§ **Problem details**
Please print the part of the biographies below starting at "Bishop Oliveto earned" and ending at "in July 1997.", keeping every word and mark unchanged.

§ **Text excerpt**
::::

Bishop Oliveto earned her B.A. in Psychology, cum laude, from Drew University, Madison, N.J., in 1980. She earned her Master in Divinity from Pacific School of Religion, Berkley, Calif., in 1983, a Master in Philosophy from Drew University in 1991, and a PhD in the Sociology of Religion from Drew University in 2002.
She was ordained as an Elder in the New York Conference of The United Methodist Church in 1985. She transferred her clergy membership to the California-Nevada Annual Conference in July 1997.
Bishop Oliveto was twice elected as a delegate, in 2004 and 2016 to The United Methodist Church’s General Conference, its top legislative body. She was elected as a delegate to the Western Jurisdictional Conference in 2000, 2004, 2008, 2012 and 2016. She has been a part of the denomination’s General Board of Higher Education and Ministry’s Lead Women Pastor Project, and has been a mentor to other clergywomen believing they are called to pastor large churches.
Bishop Oliveto has been the adjunct professor of United Methodist Studies at Pacific School of Religion from 2004 to 2016, and served as Associate Dean of Academic Affairs at PSR from 2004-2008. She has also been an adjunct professor in Prophetic Leadership for the Doctor of Ministry program at Drew University and was adjunct professor in Evangelism and Mission at Brite Divinity School at Texas Christian University, Fort Worth, Texas.
Bishop Oliveto has the distinction of being the first openly lesbian bishop in The United Methodist Church. She and her wife, Robin Ridenour, a nurse anesthetist and United Methodist deaconess, were married in 2014.
Patricia St. Onge (MDiv ’95)
Patricia St. Onge (MDiv ’95) is the founder of Seven Generations Consulting and brings over twenty years of experience leading and working with nonprofit and public sector agencies. She provides training, consulting and technical assistance in the areas of community organizing, social justice advocacy, organizational development, cross-cultural effectiveness, consensus building, spiritual & personal coaching.
Patricia serves on the board of directors for Common Counsel Foundation in Oakland. Prior to launching Seven Generations Consulting, Patricia was Executive Director of several nonprofit organizations, including Habitat for Humanity, where she also served as Western Regional Director. She also served as Director of Education and Training at National Community Development Institute (NCDI). These experiences have enabled Patricia to serve as interim Executive Director for 7 nonprofits and foundations, overseeing the day-to-day operations of the organization, assisting with the executive search, and coaching their board through the transition.
Patricia writes and speaks on an array of issues including executive coaching, executive transitions, board development and engagement, and cultural competency. She is the lead writer for Embracing Cultural Competency: A Roadmap for Nonprofit Capacity Builders published by the Fieldstone Alliance, one of the nation’s leading nonprofit publishers.
A trainer and coach for over 15 years, Patricia works with organizations to deepen their cultural competency skills as part of an ongoing journey that involves nonprofit leaders, their boards, and broad based communities, resulting in a more inclusive, connected, and effective organization. She holds a Bachelor’s Degree in Human Services from Southern NH University and Master of Divinity from Pacific School of Religion. Between them, she and her life partner have six daughters and seven grandchildren. Patricia is of Six Nations (Mohawk) and Quebecois descent.

::::

Dataset entries:
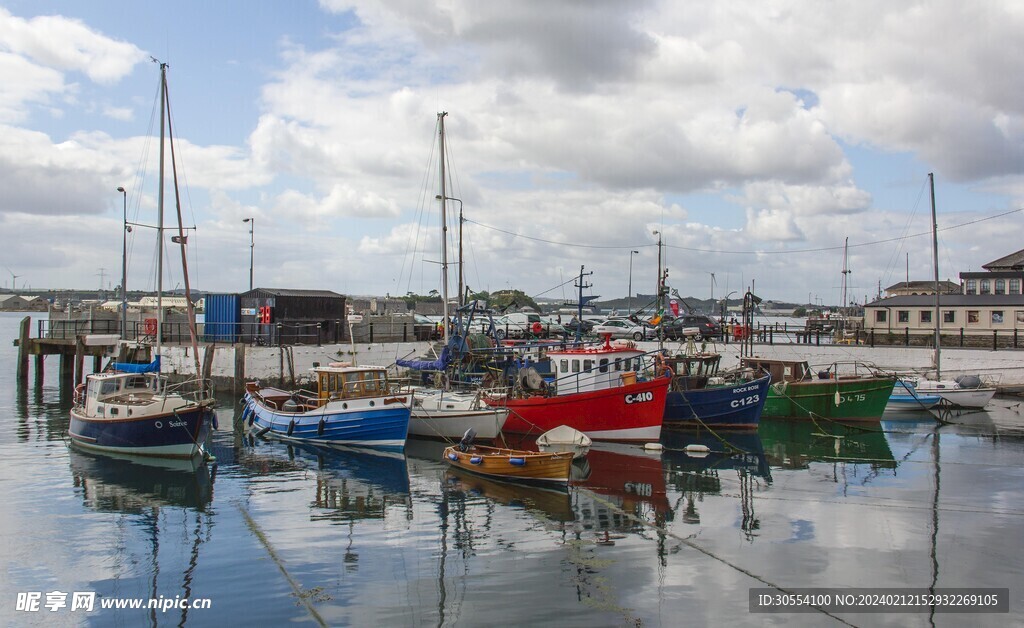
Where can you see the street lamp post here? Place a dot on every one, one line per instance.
(124, 265)
(630, 295)
(252, 246)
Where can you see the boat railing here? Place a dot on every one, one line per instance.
(196, 389)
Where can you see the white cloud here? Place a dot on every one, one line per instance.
(68, 45)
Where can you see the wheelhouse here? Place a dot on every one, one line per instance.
(343, 382)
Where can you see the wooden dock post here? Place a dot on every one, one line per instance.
(79, 361)
(23, 353)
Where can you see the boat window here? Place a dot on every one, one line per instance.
(375, 383)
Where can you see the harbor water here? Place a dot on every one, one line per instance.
(274, 534)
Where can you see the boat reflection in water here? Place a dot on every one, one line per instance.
(552, 503)
(620, 489)
(350, 483)
(153, 493)
(698, 462)
(795, 445)
(113, 483)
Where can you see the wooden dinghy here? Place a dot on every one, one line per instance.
(509, 464)
(564, 438)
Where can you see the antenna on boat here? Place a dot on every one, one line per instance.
(935, 264)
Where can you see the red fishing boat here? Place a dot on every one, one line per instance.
(594, 389)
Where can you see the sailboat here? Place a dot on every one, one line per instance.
(444, 412)
(134, 409)
(967, 390)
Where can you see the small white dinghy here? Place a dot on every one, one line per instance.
(564, 438)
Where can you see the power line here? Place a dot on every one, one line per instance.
(699, 250)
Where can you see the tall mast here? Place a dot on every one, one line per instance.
(160, 210)
(935, 265)
(182, 242)
(443, 199)
(846, 270)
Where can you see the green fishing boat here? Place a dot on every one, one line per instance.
(797, 392)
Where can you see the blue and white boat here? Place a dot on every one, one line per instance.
(140, 414)
(134, 410)
(906, 398)
(700, 398)
(352, 405)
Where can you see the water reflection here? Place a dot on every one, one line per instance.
(151, 494)
(349, 484)
(553, 504)
(696, 473)
(795, 445)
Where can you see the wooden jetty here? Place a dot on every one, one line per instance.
(73, 351)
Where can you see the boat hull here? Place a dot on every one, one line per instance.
(512, 465)
(632, 412)
(963, 398)
(377, 422)
(180, 433)
(737, 406)
(448, 415)
(860, 399)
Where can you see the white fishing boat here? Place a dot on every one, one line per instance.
(564, 438)
(965, 391)
(445, 411)
(448, 414)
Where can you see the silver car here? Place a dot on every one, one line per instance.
(624, 328)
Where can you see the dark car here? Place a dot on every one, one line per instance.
(585, 325)
(706, 326)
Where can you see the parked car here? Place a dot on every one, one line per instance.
(624, 328)
(707, 327)
(586, 327)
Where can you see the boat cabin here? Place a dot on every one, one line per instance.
(113, 394)
(338, 381)
(780, 370)
(586, 369)
(347, 382)
(693, 371)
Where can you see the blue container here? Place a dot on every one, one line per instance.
(223, 318)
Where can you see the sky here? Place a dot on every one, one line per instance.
(754, 139)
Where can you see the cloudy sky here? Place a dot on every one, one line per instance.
(754, 136)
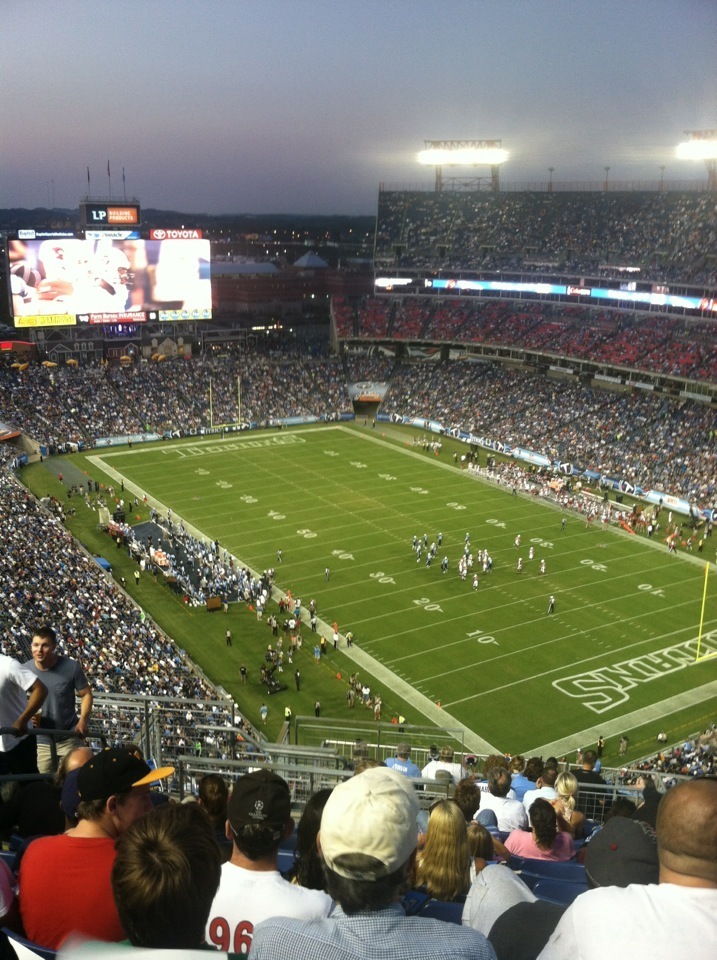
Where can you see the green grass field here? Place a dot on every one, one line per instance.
(617, 655)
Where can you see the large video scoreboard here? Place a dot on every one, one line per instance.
(108, 276)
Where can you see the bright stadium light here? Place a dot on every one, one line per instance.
(465, 156)
(697, 150)
(464, 153)
(702, 145)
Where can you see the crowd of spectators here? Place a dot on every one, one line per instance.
(648, 441)
(64, 405)
(695, 757)
(655, 344)
(47, 578)
(666, 235)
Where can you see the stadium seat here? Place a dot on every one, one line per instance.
(558, 891)
(554, 870)
(26, 949)
(449, 912)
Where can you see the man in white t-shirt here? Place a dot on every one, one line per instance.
(510, 814)
(676, 917)
(544, 787)
(21, 696)
(251, 888)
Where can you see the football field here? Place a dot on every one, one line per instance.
(343, 504)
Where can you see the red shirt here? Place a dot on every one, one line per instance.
(65, 888)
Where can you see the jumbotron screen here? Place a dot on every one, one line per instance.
(97, 279)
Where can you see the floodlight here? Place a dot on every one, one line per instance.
(697, 150)
(462, 156)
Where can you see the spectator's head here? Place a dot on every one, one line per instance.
(114, 787)
(480, 842)
(566, 786)
(165, 877)
(687, 834)
(259, 814)
(214, 796)
(467, 796)
(307, 861)
(534, 768)
(623, 852)
(543, 822)
(491, 761)
(43, 647)
(72, 761)
(499, 782)
(443, 864)
(368, 839)
(549, 776)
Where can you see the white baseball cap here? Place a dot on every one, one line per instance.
(373, 814)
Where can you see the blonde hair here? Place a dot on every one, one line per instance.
(566, 787)
(444, 863)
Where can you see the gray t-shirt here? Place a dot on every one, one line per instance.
(63, 681)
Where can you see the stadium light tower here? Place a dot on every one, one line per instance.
(702, 145)
(465, 153)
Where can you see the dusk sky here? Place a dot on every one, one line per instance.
(306, 106)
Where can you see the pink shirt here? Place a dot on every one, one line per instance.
(521, 843)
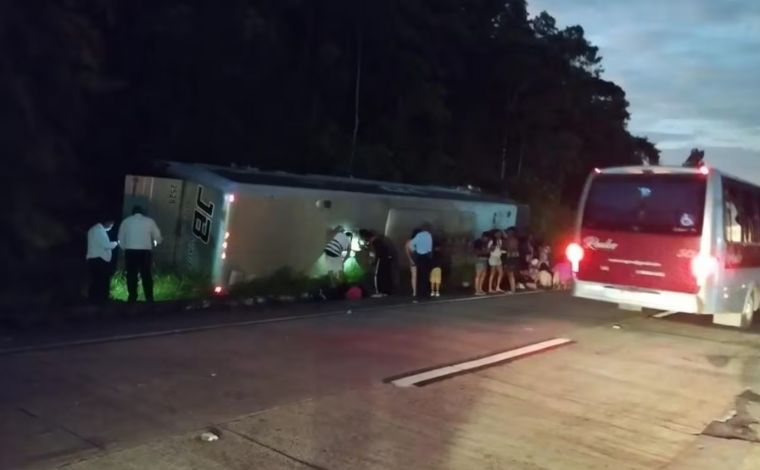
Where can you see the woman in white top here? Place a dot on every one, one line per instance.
(495, 249)
(412, 267)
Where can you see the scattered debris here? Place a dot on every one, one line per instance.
(737, 424)
(208, 436)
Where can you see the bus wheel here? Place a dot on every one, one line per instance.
(739, 320)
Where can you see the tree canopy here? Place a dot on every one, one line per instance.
(421, 91)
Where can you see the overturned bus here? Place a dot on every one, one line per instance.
(235, 224)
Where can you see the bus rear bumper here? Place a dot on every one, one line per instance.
(654, 299)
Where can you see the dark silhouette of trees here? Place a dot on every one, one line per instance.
(449, 92)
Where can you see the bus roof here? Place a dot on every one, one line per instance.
(667, 170)
(652, 169)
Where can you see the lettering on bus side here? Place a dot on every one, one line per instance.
(203, 217)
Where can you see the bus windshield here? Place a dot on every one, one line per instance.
(664, 204)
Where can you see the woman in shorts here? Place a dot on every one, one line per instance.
(512, 262)
(495, 250)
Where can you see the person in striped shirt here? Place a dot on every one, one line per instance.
(335, 253)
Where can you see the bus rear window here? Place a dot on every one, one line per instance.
(667, 204)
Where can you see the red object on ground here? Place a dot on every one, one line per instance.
(354, 293)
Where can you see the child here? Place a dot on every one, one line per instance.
(436, 274)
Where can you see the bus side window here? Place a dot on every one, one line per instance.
(732, 214)
(742, 213)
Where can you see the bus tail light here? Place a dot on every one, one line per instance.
(703, 266)
(574, 253)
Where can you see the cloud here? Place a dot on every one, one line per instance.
(690, 69)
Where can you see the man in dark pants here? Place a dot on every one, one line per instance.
(422, 251)
(385, 257)
(138, 234)
(99, 254)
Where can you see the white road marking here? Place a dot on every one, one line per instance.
(491, 296)
(477, 363)
(664, 314)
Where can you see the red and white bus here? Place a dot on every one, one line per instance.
(670, 238)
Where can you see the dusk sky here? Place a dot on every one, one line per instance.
(690, 68)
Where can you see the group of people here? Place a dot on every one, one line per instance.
(423, 254)
(138, 235)
(504, 260)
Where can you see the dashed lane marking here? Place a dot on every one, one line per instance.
(424, 377)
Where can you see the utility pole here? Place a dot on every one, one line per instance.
(357, 89)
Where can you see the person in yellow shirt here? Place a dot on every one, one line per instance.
(436, 274)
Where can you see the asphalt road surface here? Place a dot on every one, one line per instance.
(538, 381)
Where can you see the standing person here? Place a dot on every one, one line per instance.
(436, 273)
(412, 266)
(422, 249)
(480, 251)
(335, 254)
(512, 262)
(384, 260)
(99, 255)
(495, 250)
(138, 234)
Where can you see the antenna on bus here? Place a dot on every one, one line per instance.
(696, 159)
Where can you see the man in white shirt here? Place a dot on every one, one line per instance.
(99, 254)
(422, 251)
(138, 234)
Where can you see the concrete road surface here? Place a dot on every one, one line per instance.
(629, 392)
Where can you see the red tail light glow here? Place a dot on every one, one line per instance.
(574, 253)
(703, 266)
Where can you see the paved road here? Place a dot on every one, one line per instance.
(630, 392)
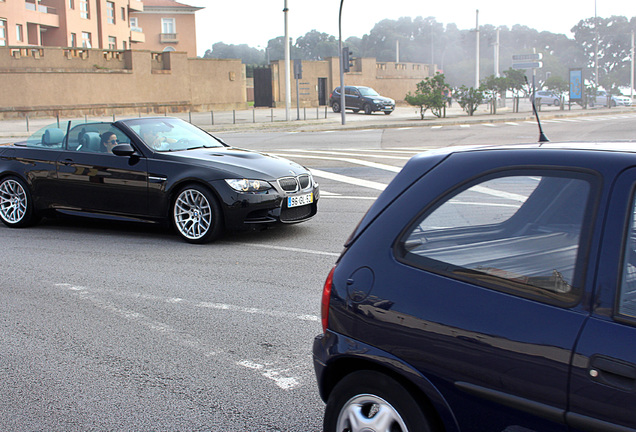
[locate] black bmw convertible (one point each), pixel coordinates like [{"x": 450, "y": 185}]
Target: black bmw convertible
[{"x": 151, "y": 169}]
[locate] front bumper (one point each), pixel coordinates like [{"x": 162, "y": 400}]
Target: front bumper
[{"x": 249, "y": 210}]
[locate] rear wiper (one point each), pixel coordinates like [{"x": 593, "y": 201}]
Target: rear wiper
[{"x": 542, "y": 137}]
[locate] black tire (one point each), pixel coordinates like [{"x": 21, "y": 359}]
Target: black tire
[
  {"x": 196, "y": 214},
  {"x": 361, "y": 393},
  {"x": 16, "y": 204}
]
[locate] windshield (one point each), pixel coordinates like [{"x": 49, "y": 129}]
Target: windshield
[
  {"x": 366, "y": 91},
  {"x": 171, "y": 134}
]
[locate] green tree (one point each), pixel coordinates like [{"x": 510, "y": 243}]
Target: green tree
[
  {"x": 430, "y": 94},
  {"x": 496, "y": 86},
  {"x": 613, "y": 36},
  {"x": 469, "y": 98},
  {"x": 317, "y": 46}
]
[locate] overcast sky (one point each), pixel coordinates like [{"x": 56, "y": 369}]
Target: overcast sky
[{"x": 255, "y": 22}]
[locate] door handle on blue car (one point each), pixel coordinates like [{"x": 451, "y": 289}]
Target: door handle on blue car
[{"x": 613, "y": 372}]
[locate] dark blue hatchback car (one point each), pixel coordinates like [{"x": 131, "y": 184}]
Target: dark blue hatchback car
[{"x": 488, "y": 289}]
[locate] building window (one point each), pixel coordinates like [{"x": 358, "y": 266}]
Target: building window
[
  {"x": 110, "y": 12},
  {"x": 84, "y": 9},
  {"x": 3, "y": 32},
  {"x": 86, "y": 40},
  {"x": 134, "y": 24},
  {"x": 167, "y": 26}
]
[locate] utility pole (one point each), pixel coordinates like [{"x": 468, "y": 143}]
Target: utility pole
[
  {"x": 497, "y": 55},
  {"x": 631, "y": 93},
  {"x": 477, "y": 50},
  {"x": 342, "y": 96},
  {"x": 287, "y": 66}
]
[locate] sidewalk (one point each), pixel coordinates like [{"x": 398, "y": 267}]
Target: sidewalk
[{"x": 322, "y": 119}]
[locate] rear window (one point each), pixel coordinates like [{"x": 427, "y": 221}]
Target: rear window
[{"x": 518, "y": 233}]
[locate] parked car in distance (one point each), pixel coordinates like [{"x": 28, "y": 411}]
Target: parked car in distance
[
  {"x": 546, "y": 97},
  {"x": 152, "y": 169},
  {"x": 603, "y": 98},
  {"x": 488, "y": 289},
  {"x": 360, "y": 98}
]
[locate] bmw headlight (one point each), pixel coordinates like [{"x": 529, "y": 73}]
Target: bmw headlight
[{"x": 248, "y": 186}]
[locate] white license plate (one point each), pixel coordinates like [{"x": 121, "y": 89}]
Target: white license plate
[{"x": 298, "y": 200}]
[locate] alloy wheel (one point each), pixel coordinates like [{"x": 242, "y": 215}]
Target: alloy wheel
[
  {"x": 193, "y": 214},
  {"x": 368, "y": 412},
  {"x": 13, "y": 201}
]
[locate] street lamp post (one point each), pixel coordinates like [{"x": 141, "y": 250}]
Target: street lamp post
[
  {"x": 477, "y": 50},
  {"x": 287, "y": 67},
  {"x": 342, "y": 95}
]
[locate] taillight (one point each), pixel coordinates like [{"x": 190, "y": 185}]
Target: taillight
[{"x": 326, "y": 296}]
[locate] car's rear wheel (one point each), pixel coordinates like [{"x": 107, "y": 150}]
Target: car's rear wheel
[
  {"x": 367, "y": 400},
  {"x": 16, "y": 205},
  {"x": 196, "y": 215}
]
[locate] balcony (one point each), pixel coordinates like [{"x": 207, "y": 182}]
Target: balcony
[
  {"x": 168, "y": 38},
  {"x": 135, "y": 6},
  {"x": 137, "y": 35},
  {"x": 40, "y": 14}
]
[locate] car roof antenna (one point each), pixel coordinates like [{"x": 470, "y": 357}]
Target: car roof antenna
[{"x": 542, "y": 137}]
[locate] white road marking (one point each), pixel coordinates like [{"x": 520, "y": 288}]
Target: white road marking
[
  {"x": 341, "y": 153},
  {"x": 348, "y": 160},
  {"x": 289, "y": 249},
  {"x": 350, "y": 180},
  {"x": 277, "y": 375},
  {"x": 282, "y": 377}
]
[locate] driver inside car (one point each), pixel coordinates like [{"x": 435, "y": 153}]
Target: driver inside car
[{"x": 155, "y": 141}]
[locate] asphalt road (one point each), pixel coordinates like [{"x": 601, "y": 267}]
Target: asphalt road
[{"x": 119, "y": 326}]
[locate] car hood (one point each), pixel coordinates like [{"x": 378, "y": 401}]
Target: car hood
[
  {"x": 381, "y": 98},
  {"x": 243, "y": 163}
]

::::

§ **Exercise solution**
Bishop Oliveto earned her B.A. in Psychology, cum laude, from Drew University, Madison, N.J., in 1980. She earned her Master in Divinity from Pacific School of Religion, Berkley, Calif., in 1983, a Master in Philosophy from Drew University in 1991, and a PhD in the Sociology of Religion from Drew University in 2002.
She was ordained as an Elder in the New York Conference of The United Methodist Church in 1985. She transferred her clergy membership to the California-Nevada Annual Conference in July 1997.